[Begin Text passage]

4.1. Performance Metrics Interpretation of PHASE #1
The effectiveness of the individual statistical models used to predict the nitrogen content in molten pig iron after desulfurization (PHASE #1) is summarized in
Table 10. This summary is based on the results of the individual statistical methods that were used to make these predictions.
Ridge regression achieved the highest accuracy of 84.59% in PHASE #1, closely followed by linear regression (83.70%) and Random Forest (82.52%). The strong performance of regularized and standard linear models indicates that the relationship between the 14 input features and nitrogen content in desulphurised pig iron is predominantly linear in nature. This finding aligns with the thermodynamic understanding of nitrogen dissolution during desulphurization, where the primary mechanisms—nitrogen carrier gas dissolution through the metal–gas interface, sulfur removal freeing active sites for nitrogen adsorption, and temperature-dependent solubility governed by Sievert’s law—exhibit approximately linear dependencies within the observed operational ranges.
The superiority of ridge regression over standard linear regression (84.59% versus 83.70%) demonstrates the benefit of L2 regularization when working with a limited sample size of approximately 76 observations and 14 features. The regularization parameter α = 100 effectively constrained coefficient magnitudes, preventing overfitting to noise in the training data while preserving the capacity to capture the dominant linear trends.
Polynomial regression performed notably worse (68.94%), despite achieving near-perfect training accuracy (≈100%). The second-degree polynomial transformation expanded the 14 original features into 119 polynomial terms (including interactions and squared terms), creating a severely underdetermined system given the small training set. This classic overfitting scenario—characterized by negligible training error but substantially elevated test error—confirms that the additional polynomial capacity captures noise rather than genuine nonlinear patterns at this production stage.
This interpretation is fully consistent with the RMSE values in
Table 4 and
Table 8, where ridge regression yields the lowest test RMSE of approximately 0.00080 wt.% N, closely followed by linear regression and random forest, while polynomial regression exhibits the highest RMSE despite its almost perfect training fit. In addition, ridge regression achieves the highest prediction accuracy (100 − MAPE) of 84.59% in PHASE #1, indicating that most relative deviations between predicted and measured nitrogen contents remain well below 20%, which is substantially better than for the non-regularized linear and tree-based models. The combination of low RMSE and high accuracy is consistent with a high coefficient of determination R
2, confirming that ridge regression explains the dominant share of variance in the nitrogen content after desulfurization without incurring the overfitting behavior observed for the polynomial model.
The Decision Tree and FNN models yielded comparable accuracies of approximately 78.6–78.7%. For the Decision Tree, the absence of pruning likely resulted in overfitting to training data, while the FNN’s moderate performance may reflect the difficulty of optimizing a 256-neuron architecture with only ~61 training samples.

[End Text passage]

> [Exercise 1]
Reproduce the part of the nitrogen prediction passage that starts with "The Decision Tree and" and goes on through "only ~61 training samples.".

[Begin Record list]

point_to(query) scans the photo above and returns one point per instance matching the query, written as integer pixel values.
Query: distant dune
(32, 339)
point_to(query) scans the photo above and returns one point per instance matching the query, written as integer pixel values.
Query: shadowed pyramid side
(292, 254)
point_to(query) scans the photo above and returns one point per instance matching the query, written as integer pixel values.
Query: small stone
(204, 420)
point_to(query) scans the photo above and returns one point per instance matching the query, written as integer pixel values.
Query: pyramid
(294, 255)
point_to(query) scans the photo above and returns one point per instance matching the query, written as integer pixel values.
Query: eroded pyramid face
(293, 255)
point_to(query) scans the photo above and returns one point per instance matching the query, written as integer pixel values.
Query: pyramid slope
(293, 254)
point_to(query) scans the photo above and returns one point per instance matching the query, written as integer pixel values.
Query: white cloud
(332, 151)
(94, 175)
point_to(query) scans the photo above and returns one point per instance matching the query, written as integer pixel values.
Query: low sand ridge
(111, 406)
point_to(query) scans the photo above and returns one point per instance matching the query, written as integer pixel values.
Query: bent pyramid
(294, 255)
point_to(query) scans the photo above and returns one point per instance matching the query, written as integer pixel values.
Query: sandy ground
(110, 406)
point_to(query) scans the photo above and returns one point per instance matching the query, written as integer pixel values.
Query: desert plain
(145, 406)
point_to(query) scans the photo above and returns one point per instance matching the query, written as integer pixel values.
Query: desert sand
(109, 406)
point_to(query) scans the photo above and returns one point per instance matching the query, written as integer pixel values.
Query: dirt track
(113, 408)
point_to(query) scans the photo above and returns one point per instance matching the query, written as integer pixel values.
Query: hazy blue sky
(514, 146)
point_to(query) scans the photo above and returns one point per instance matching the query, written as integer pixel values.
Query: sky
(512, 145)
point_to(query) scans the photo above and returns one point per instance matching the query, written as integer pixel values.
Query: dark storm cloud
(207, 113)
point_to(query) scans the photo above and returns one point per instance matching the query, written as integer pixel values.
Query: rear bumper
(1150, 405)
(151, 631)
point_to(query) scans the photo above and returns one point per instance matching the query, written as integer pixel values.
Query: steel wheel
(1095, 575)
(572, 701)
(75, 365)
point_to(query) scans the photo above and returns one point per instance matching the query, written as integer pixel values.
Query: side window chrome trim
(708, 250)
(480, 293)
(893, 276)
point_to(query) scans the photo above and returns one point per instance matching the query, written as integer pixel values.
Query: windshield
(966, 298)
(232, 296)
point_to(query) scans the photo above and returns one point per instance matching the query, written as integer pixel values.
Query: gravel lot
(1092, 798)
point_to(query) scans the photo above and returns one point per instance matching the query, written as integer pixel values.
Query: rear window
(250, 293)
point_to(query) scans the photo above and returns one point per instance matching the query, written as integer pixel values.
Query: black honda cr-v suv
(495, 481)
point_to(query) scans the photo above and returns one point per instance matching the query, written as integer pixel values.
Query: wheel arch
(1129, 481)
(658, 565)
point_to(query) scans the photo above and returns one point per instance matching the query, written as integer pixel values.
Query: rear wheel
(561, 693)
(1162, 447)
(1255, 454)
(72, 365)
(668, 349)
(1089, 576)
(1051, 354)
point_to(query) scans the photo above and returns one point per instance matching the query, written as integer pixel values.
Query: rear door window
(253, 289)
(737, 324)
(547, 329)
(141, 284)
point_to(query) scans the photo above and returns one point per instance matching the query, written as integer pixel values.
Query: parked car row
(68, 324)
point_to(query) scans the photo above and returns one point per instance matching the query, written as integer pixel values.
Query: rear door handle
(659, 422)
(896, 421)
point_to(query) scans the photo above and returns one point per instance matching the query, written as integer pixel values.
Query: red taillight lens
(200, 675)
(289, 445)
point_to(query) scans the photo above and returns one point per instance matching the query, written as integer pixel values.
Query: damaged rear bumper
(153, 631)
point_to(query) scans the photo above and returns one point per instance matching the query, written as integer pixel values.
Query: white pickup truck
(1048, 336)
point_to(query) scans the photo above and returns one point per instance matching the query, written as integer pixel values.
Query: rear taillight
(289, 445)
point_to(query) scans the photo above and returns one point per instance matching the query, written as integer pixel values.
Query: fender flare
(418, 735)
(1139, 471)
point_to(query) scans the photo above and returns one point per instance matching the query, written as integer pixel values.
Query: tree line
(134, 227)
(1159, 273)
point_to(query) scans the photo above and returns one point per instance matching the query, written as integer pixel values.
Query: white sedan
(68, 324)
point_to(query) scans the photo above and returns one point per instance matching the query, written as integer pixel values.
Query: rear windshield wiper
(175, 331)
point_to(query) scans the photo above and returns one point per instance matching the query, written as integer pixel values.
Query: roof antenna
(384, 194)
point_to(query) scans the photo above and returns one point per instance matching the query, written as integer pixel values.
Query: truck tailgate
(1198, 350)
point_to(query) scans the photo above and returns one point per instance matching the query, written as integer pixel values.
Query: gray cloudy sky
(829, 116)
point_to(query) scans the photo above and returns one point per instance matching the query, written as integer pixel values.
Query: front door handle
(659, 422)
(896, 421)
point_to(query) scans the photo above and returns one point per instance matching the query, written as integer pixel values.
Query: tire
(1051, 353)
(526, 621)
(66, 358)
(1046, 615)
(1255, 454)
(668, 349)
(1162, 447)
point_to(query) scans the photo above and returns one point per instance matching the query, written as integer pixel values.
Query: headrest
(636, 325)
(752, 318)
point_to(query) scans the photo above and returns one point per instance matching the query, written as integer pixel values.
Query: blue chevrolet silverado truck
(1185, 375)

[End Record list]

> [Exercise 2]
Return every line of the records that contains the string "side", treating uppercase and lowercase letters as distinct.

> [Full answer 1]
The Decision Tree and FNN models yielded comparable accuracies of approximately 78.6–78.7%. For the Decision Tree, the absence of pruning likely resulted in overfitting to training data, while the FNN’s moderate performance may reflect the difficulty of optimizing a 256-neuron architecture with only ~61 training samples.

> [Full answer 2]
Query: shadowed pyramid side
Query: side window chrome trim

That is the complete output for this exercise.